YOUR OBJECTIVE> Among the entries below, find the lines holding "table" and copy them.

MATERIAL FOR THIS TASK>
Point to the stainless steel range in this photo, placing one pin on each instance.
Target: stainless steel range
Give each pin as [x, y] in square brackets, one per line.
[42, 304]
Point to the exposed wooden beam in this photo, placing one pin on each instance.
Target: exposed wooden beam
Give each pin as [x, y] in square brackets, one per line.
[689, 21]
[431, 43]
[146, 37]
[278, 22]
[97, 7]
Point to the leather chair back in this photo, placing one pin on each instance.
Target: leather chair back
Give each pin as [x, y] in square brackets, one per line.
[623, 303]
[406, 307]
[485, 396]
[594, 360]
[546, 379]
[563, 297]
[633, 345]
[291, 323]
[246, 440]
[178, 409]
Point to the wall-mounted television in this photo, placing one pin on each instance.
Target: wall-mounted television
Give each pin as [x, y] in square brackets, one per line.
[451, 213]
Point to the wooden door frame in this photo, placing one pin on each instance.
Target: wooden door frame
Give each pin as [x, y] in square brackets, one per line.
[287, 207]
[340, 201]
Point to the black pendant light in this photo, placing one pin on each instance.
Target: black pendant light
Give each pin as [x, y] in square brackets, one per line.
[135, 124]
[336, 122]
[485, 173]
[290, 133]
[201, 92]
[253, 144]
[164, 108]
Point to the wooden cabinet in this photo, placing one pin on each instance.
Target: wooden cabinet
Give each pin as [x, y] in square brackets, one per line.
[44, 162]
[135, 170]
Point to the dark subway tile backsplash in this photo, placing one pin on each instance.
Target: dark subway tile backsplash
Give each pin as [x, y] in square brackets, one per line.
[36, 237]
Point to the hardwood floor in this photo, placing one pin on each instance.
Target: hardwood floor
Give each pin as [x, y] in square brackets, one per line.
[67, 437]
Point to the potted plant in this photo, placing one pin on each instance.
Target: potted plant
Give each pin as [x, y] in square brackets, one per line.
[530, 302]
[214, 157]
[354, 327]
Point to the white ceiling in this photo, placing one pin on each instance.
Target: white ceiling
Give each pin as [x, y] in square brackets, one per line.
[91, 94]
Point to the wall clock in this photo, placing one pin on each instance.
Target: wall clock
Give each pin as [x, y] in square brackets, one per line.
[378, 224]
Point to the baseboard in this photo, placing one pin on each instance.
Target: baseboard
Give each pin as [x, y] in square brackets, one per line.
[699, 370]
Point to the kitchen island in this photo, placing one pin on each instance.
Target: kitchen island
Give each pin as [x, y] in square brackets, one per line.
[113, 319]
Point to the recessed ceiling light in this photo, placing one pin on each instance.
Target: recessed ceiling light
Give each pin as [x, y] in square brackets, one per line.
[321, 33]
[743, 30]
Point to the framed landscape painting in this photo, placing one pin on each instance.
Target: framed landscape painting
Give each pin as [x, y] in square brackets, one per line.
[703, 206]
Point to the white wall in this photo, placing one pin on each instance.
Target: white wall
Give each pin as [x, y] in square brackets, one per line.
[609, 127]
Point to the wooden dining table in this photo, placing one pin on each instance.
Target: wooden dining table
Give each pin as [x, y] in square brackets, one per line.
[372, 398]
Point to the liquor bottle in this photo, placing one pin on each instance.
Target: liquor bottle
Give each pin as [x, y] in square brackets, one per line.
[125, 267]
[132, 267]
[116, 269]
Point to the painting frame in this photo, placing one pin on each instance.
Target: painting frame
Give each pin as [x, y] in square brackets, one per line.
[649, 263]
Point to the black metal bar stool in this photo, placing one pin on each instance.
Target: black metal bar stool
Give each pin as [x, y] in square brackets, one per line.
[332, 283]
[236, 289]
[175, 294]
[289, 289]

SOLUTION TO THIS TASK>
Point to the wooden dining table in this photo, placing one pin on each instance.
Target: wooden dining table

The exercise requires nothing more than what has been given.